▸ **Problem requirements**
For the entries below, work out how many lines contain the string "coat" and write only the number.

▸ **Records**
⟨

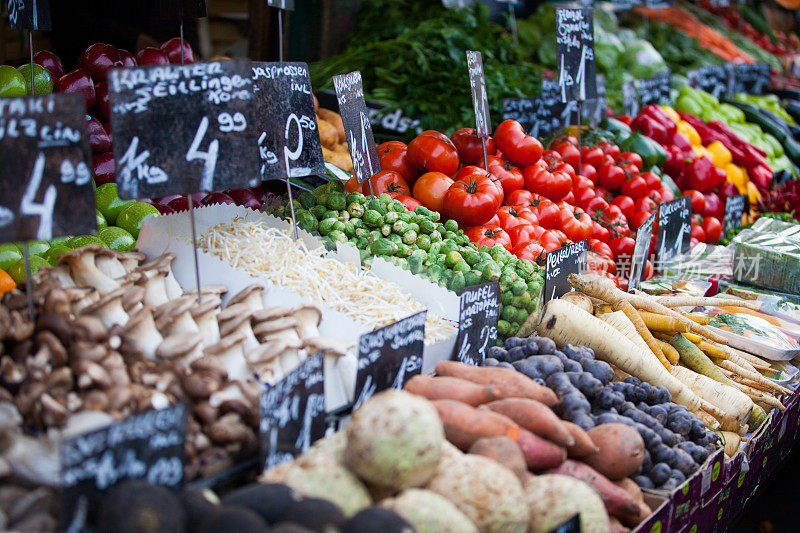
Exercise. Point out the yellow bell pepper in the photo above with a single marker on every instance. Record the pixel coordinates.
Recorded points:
(671, 112)
(690, 133)
(720, 155)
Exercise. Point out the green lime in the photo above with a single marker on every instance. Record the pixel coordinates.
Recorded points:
(17, 270)
(101, 220)
(9, 254)
(132, 217)
(12, 82)
(41, 78)
(83, 240)
(117, 239)
(55, 250)
(108, 202)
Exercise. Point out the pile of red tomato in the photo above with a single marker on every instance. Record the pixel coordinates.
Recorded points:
(532, 200)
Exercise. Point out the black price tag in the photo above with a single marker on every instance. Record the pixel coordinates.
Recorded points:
(735, 208)
(714, 80)
(289, 145)
(560, 263)
(182, 129)
(46, 177)
(641, 251)
(477, 323)
(751, 79)
(29, 14)
(654, 90)
(674, 228)
(293, 413)
(350, 95)
(149, 446)
(575, 53)
(480, 102)
(630, 99)
(389, 356)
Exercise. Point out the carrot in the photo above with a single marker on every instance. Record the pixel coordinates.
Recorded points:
(584, 446)
(445, 388)
(509, 383)
(618, 501)
(463, 424)
(535, 417)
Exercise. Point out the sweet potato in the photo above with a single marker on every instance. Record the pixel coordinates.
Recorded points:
(539, 454)
(511, 383)
(444, 388)
(463, 424)
(583, 446)
(621, 451)
(535, 417)
(617, 501)
(503, 450)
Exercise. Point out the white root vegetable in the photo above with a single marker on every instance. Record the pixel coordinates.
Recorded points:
(736, 404)
(568, 324)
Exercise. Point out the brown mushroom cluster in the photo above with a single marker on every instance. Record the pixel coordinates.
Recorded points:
(115, 336)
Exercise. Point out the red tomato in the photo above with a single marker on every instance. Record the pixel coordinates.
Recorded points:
(472, 200)
(635, 187)
(698, 200)
(625, 204)
(553, 185)
(576, 224)
(517, 147)
(489, 236)
(469, 146)
(434, 152)
(713, 229)
(610, 176)
(430, 189)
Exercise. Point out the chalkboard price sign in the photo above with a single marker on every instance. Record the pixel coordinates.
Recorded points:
(560, 263)
(149, 446)
(654, 90)
(477, 323)
(350, 95)
(480, 102)
(735, 208)
(289, 144)
(46, 175)
(293, 413)
(180, 129)
(575, 53)
(674, 229)
(641, 251)
(389, 356)
(29, 14)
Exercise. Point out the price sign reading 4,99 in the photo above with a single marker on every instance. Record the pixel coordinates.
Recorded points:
(350, 94)
(480, 102)
(674, 229)
(46, 175)
(389, 356)
(149, 446)
(289, 143)
(575, 53)
(182, 129)
(293, 413)
(29, 14)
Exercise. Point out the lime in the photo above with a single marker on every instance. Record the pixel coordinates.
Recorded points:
(17, 270)
(108, 202)
(9, 254)
(41, 78)
(83, 240)
(55, 250)
(12, 82)
(132, 217)
(117, 239)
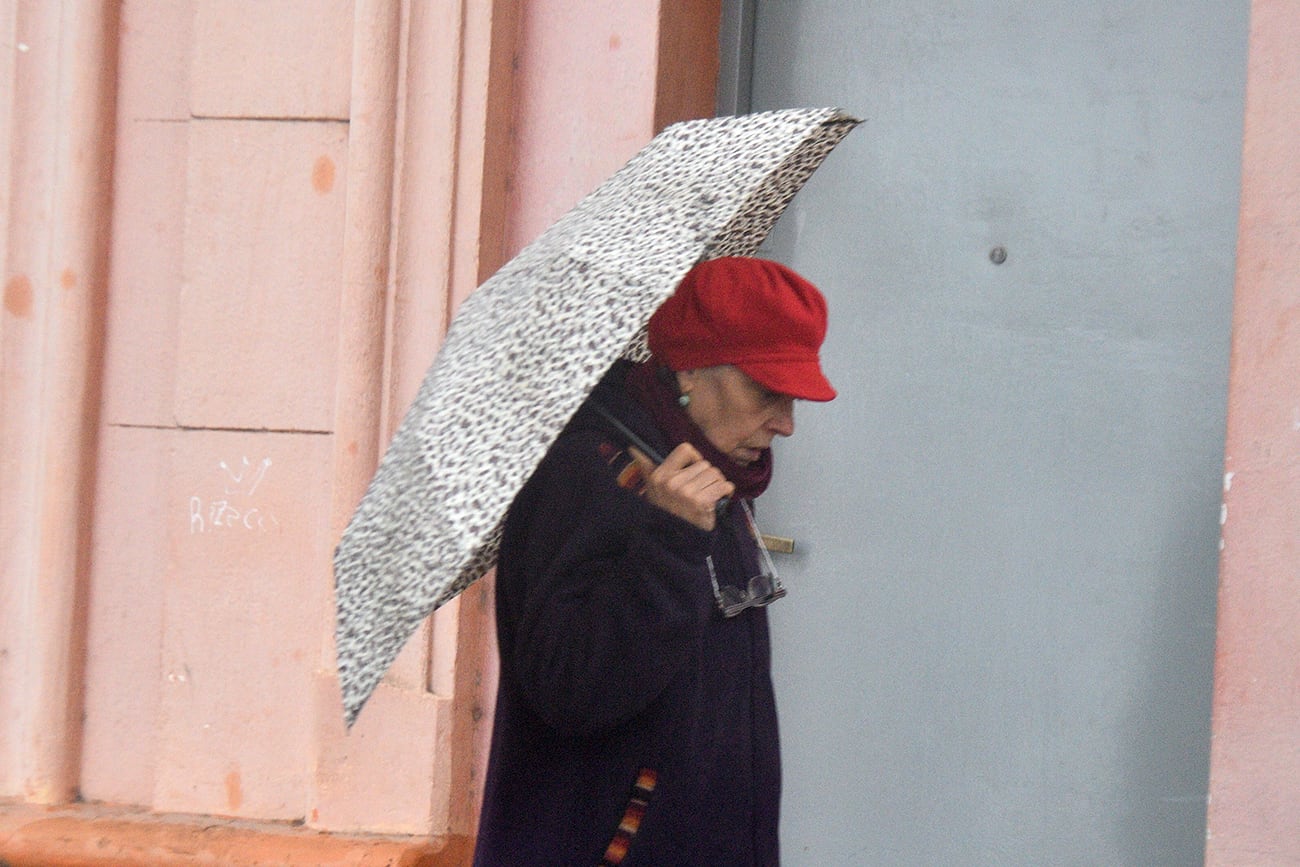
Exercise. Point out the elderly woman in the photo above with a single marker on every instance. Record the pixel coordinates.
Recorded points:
(635, 720)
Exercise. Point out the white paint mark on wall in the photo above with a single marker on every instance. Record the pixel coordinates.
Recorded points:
(234, 508)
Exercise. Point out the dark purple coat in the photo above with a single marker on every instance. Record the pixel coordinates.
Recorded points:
(616, 668)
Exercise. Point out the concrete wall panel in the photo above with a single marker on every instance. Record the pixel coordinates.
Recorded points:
(246, 592)
(124, 645)
(282, 59)
(1255, 762)
(264, 229)
(148, 215)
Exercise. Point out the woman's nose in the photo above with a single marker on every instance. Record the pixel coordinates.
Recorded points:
(783, 417)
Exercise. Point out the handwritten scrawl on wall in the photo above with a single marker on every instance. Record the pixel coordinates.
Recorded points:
(234, 508)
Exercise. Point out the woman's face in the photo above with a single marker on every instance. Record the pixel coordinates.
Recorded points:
(737, 415)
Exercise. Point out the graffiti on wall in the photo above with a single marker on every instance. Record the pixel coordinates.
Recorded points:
(234, 508)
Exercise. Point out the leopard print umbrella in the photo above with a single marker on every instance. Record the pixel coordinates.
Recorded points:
(529, 345)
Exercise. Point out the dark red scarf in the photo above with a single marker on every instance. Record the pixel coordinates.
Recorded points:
(655, 389)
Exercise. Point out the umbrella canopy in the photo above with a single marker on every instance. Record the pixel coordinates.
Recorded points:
(528, 346)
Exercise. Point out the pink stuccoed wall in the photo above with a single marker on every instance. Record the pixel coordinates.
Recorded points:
(234, 233)
(1255, 761)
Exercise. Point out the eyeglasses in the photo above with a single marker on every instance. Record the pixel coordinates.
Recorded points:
(763, 589)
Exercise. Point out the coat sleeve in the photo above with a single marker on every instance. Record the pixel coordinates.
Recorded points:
(606, 595)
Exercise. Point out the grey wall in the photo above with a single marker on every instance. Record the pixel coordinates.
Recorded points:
(999, 641)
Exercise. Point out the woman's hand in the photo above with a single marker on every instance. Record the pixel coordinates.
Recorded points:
(684, 485)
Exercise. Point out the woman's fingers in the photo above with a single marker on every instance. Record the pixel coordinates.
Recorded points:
(685, 485)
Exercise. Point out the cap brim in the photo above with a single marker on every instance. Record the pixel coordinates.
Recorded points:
(801, 380)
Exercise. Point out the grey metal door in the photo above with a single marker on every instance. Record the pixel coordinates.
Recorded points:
(999, 641)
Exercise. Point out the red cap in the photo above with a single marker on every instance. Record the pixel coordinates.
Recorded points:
(750, 312)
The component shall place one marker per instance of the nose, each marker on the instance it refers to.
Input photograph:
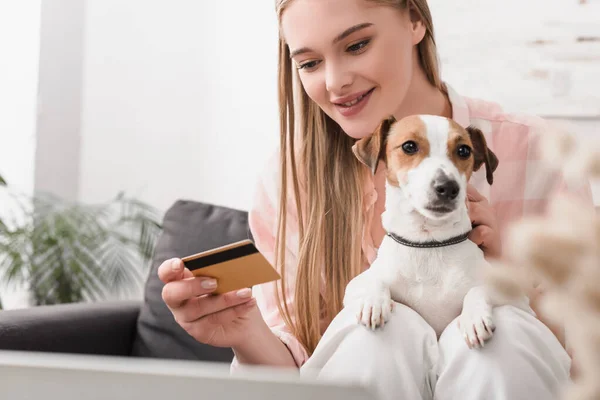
(447, 190)
(337, 77)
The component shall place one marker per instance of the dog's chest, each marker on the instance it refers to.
(434, 282)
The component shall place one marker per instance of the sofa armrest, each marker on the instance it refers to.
(105, 328)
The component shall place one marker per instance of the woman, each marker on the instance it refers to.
(358, 61)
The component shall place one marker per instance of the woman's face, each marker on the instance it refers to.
(355, 58)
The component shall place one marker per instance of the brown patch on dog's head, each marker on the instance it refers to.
(409, 133)
(369, 150)
(482, 153)
(458, 139)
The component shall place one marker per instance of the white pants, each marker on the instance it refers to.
(404, 360)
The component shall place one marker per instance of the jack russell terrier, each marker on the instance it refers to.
(425, 261)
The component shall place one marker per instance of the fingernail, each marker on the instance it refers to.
(244, 293)
(209, 284)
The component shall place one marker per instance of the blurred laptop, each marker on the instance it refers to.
(49, 376)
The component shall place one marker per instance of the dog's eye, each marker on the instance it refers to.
(464, 151)
(410, 147)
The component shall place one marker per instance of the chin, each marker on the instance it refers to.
(356, 129)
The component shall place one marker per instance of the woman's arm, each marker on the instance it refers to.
(273, 342)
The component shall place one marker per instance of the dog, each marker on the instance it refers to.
(426, 261)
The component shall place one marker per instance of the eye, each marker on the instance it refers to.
(410, 147)
(358, 47)
(308, 65)
(463, 151)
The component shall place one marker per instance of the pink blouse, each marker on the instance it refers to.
(522, 186)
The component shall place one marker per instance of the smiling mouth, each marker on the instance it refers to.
(355, 101)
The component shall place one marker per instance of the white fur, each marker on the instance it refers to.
(439, 283)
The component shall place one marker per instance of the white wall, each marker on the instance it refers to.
(179, 99)
(19, 47)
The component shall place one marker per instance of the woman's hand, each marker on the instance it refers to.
(225, 320)
(485, 226)
(218, 320)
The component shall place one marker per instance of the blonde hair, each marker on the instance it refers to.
(330, 216)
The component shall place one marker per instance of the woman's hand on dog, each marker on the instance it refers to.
(225, 320)
(485, 232)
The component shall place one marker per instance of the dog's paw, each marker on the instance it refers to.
(476, 325)
(375, 310)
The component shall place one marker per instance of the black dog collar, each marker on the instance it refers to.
(431, 244)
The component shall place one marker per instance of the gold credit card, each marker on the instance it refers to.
(235, 266)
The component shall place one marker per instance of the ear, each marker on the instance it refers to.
(483, 154)
(418, 28)
(369, 150)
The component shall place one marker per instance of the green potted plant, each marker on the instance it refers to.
(66, 252)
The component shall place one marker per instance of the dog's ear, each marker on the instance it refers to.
(483, 154)
(369, 150)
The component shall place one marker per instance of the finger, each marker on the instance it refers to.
(203, 329)
(173, 270)
(481, 215)
(473, 195)
(202, 306)
(176, 293)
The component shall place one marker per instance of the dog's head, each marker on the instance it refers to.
(430, 158)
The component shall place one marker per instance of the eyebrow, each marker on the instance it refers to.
(337, 39)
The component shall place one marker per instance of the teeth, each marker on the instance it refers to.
(353, 102)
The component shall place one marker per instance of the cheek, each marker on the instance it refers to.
(314, 87)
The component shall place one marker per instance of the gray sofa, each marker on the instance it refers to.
(129, 328)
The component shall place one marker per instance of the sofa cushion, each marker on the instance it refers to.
(188, 227)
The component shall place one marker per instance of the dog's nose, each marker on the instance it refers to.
(447, 190)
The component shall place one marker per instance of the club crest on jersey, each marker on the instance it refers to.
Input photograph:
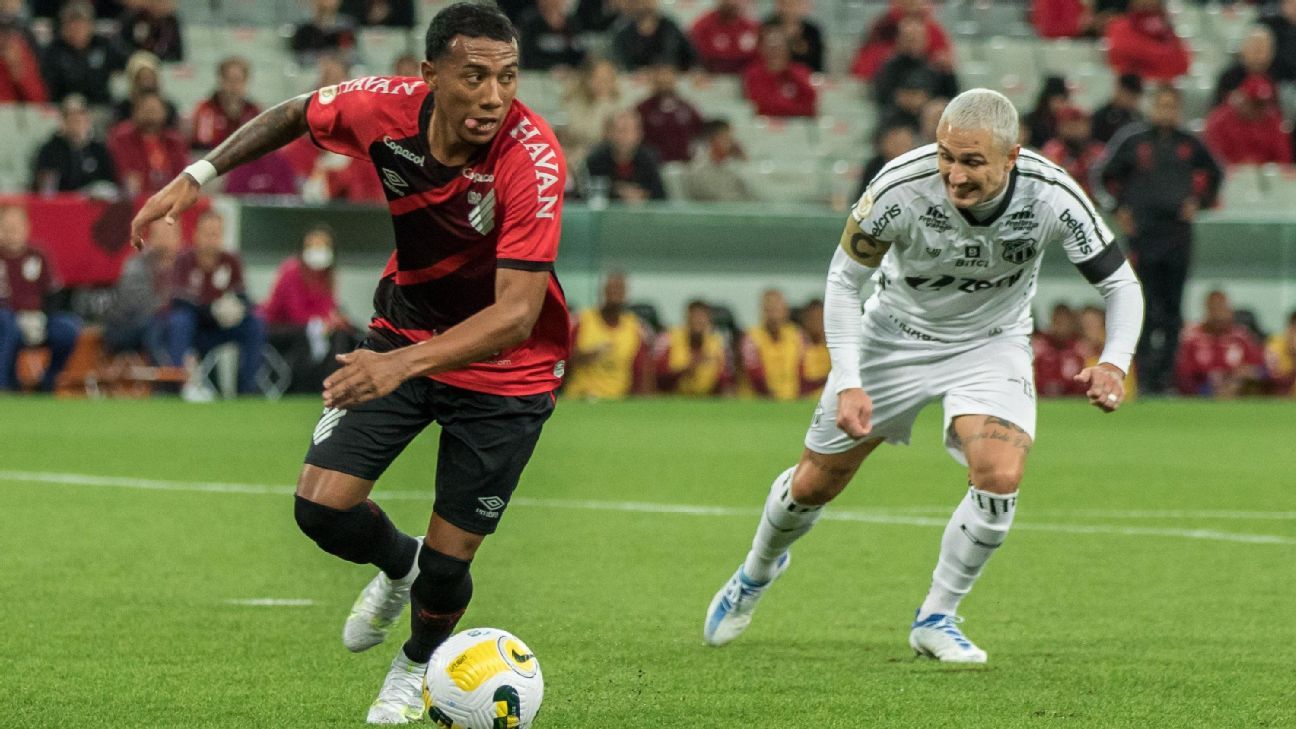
(1019, 250)
(482, 214)
(394, 182)
(936, 219)
(1021, 221)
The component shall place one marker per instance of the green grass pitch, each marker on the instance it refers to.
(1150, 579)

⟩

▸ **Written reply**
2